▶ **Excerpted text**:
____
Content note: racism, sexism, transphobia, violence
When President Biden was safely inaugurated in 2021, I breathed a huge sigh of relief. The four years of checking my phone before getting out of bed to find out if Trump had done another horrible thing to the trans community overnight were finally over. As Biden quickly demonstrated, he would start making things right for us, even if it took a little time to unwind all the knots.
With my radar turned down, I missed the early rumblings of the anti-trans legislation in the states. Then FORGE was funded for two anti-trans hate crimes projects and I began paying attention. 2023 dawned, and the bills started raining down by the hundreds. I was combing the internet daily to identify as many new articles as I could, but even so, I know I am not the only one who was overwhelmed by it all. Why us? Why were they interested in our healthcare? What was up with the book bans? Or the drag queens, for heaven’s sake? And what in the world had gotten the Proud Boys interested in us, when they clearly had bigger ambitions?
Searching for any life preserver to help me stay afloat, I grabbed two new history books that I thought might have usable insights. The Woman They Could Not Silence: The Shocking Story of a Woman Who Dared to Fight Back by Kate Moore (Sourcebooks, 2022) is a biography of Elizabeth Packard, whose husband committed her to an insane asylum in 1860. I Saw Death Coming: A History of Terror and Survival in the War against Reconstruction by Kidada E. Williams (Bloomsbury, 2023) takes place just a few years later and covers the nighttime raids (sometimes called Ku Klux Klan raids) Southern white men inflicted on their newly-freed Black neighbors.
Both books proved to be incredibly painful. (With apologies to the authors, FORGE is not recommending them to survivors because of their likelihood to retraumatize.) In The Woman They Could Not Silence, Elizabeth Packard was initially incarcerated in a mental institution for years. Sane and smart, with a level of will I’ve never seen before, she ended up spending decades trying to right what was done to her. The whole way, she had to battle both her husband and the administrator of her original asylum, and the lengths she was willing to go to try to save herself from them were sometimes excruciatingly painful to read.
Not as excruciatingly painful as the stories in I Saw Death Coming, of course, which is filled with details of what attackers like the Ku Klux Klan did to individual families, and how survivors tried to cope afterwards.
I put both books aside. Weeks went by before my mind began to recognize connections between aspects of the two histories and our current anti-trans hurricane. So I re-read both books and now have some insights to share.
We’ve been here before. This is obvious, but also worth reiterating. Americans have tried to oppress/confine/frighten/kill their neighbors from the very beginning. This discussion will be about slices of the women’s rights and civil rights movements, but it could just as well be about the genocide of Native Americans, opposition to immigrants, anti-Muslim campaigns, or dozens more. Trans people are only the latest target, and we surely won’t be the last.
Push-back campaigns flourish during social change. This may also feel obvious, especially since social change is constant. Elizabeth could be institutionalized against her will by her husband because the laws gave him total control over her. After five children and decades of marriage, she had begun to think for herself and, worse, share her thoughts with others. Some of those thoughts were theological, and went against the new beliefs her pastor husband had brought to his church. She didn’t know it, but those new beliefs were imposed by a benefactor who upheld slavery and wanted the church to do so, too. She therefore became a threat that had to be eliminated, so to the psychiatric institution she was dragged.
____
▶ **Source material**:
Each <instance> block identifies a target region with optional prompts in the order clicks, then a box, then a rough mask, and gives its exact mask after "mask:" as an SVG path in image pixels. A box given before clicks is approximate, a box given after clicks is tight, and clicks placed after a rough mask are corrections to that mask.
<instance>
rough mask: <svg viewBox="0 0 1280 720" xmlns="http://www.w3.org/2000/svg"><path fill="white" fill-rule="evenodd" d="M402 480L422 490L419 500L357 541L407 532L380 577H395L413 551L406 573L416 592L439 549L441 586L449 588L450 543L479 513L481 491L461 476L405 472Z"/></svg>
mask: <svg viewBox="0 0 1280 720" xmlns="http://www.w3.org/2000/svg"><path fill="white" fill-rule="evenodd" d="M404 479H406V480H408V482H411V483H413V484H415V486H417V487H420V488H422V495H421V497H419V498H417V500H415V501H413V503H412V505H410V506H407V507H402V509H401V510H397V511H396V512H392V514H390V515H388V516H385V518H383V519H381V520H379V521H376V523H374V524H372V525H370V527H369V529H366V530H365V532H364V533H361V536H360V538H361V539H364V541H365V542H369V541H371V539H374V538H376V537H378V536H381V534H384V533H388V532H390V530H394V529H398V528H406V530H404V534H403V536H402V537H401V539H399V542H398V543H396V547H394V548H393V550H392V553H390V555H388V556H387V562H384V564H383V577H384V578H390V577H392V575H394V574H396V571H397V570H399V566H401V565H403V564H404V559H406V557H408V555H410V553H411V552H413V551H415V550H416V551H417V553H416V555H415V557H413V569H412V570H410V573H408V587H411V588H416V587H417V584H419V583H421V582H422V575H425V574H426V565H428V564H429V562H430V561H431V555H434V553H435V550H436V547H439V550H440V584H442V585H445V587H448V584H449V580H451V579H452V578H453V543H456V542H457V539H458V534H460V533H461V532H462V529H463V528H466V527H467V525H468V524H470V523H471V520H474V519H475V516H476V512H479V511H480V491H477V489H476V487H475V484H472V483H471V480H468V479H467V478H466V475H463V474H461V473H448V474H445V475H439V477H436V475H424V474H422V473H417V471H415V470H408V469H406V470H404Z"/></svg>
____
▶ **Job**: Pick up the essay on anti-trans legislation and the two history books after its last sentence, and continue writing it.

▶ **Final answer**:
A History of Terror explains the night riders started after enslaved people were freed and began to vote, hold elected office, establish their own homes, and become economically successful. All of those were so problematic for many of their white neighbors that they decided to terrorize and kill them to try to re-establish white supremacy.
In our time, individual personal decisions are quickly eroding the bases on which much of society is constructed: the division of humanity into two innate and immutable genders governed by all-encompassing binary norms. Clearly, this evolution is highly threatening to the many who have taken it upon themselves to oppose the emerging identities.
Supremacy beliefs motivate. In every one of these cases, the clash was initiated by people who have been taught they are superior to others. When they perceive their “inferiors” are challenging that superiority, they attack. Elizabeth did not agree that she should adopt her husband’s religious beliefs and abandon her own; she believed God gave her a brain to use. Her husband used that belief to assert she was insane, because of course men’s superiority over women was ordained by God.
The formerly enslaved people victimized in the night raids were targeted for believing they had the same right to vote white men did and/or because they were succeeding economically when not all white men did.
Trans people challenge cisheteronormativity: we have marriage rights now, and nondiscrimination laws are gaining public acceptance. We also threaten cis people because we represent choice. In a nation that imposes gender roles in every possible way it can – you can walk wrong, dress wrong, hold your arm in the wrong way, use the wrong deodorant, etc., etc., etc. – literally everyone has experienced gender role policing. Trans existence says adhering to the binary gender rules is optional. That can be highly threatening to those who had to struggle to fit the gender role demanded of them.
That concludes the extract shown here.